"""

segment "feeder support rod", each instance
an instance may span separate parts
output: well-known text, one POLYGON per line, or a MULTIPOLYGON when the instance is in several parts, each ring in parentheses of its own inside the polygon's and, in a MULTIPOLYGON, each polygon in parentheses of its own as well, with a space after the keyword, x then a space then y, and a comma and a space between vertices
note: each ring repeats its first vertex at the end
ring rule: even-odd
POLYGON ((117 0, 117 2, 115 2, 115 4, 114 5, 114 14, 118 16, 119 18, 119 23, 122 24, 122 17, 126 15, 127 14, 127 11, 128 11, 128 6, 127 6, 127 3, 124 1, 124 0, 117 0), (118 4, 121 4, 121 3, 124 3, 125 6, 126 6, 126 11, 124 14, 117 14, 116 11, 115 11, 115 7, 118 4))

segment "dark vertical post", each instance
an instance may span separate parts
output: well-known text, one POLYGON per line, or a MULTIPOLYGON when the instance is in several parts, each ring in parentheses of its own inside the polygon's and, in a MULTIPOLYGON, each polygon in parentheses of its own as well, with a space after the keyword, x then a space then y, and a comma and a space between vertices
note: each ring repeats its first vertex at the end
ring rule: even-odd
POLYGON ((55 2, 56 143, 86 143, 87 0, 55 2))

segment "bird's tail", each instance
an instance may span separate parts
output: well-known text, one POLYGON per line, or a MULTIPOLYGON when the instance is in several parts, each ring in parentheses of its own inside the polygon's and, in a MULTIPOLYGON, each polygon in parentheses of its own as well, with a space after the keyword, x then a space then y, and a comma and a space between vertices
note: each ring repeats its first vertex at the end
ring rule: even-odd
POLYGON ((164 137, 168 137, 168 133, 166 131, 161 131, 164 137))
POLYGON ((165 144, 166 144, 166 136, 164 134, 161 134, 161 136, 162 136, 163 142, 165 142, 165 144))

"""
"""

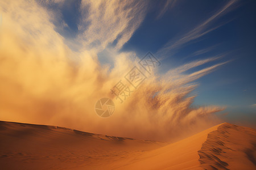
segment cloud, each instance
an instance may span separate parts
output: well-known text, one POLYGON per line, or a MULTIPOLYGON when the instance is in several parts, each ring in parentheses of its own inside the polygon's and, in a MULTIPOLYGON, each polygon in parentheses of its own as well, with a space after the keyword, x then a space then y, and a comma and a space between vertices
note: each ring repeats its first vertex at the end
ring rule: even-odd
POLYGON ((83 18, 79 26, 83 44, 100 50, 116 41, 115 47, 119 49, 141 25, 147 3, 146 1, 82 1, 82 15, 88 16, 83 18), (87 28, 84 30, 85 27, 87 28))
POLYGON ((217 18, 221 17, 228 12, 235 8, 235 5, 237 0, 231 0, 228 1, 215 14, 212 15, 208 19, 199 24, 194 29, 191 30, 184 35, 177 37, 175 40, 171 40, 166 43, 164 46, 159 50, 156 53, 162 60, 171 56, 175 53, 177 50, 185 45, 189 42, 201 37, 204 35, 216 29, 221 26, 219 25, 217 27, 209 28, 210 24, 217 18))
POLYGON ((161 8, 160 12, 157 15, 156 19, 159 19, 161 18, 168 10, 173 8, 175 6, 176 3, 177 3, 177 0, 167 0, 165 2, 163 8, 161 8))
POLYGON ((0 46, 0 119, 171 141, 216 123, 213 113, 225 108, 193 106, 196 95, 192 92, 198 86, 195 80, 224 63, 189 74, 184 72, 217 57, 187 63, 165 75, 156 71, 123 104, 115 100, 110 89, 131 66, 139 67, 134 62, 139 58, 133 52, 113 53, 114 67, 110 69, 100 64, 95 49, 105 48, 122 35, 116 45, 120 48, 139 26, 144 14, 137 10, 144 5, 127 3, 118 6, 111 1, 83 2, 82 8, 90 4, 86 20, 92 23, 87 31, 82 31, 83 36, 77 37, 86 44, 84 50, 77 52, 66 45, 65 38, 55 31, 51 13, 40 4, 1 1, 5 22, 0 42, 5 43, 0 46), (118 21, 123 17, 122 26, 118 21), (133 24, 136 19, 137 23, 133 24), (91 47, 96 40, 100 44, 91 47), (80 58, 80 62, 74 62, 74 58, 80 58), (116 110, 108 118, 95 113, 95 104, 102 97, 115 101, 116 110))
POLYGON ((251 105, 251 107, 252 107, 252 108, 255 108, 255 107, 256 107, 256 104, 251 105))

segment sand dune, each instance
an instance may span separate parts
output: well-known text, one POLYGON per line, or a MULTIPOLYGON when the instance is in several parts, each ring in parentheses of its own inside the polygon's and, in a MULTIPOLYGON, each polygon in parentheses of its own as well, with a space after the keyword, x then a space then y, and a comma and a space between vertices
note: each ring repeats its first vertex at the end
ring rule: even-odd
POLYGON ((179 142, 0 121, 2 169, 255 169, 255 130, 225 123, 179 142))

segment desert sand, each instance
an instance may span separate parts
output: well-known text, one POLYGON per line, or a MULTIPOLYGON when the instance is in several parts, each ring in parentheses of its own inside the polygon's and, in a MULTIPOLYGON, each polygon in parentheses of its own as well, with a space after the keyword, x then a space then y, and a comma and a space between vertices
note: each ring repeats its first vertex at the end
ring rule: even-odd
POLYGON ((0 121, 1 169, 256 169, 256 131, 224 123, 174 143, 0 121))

"""

= REQUEST =
Return each line in the rows above that contains the string "segment". Matches are case-sensitive.

= CORRECT ANSWER =
segment "feeder support rod", each instance
segment "dark vertical post", each instance
segment "bird's tail", each instance
segment cloud, each instance
segment sand dune, each instance
segment desert sand, each instance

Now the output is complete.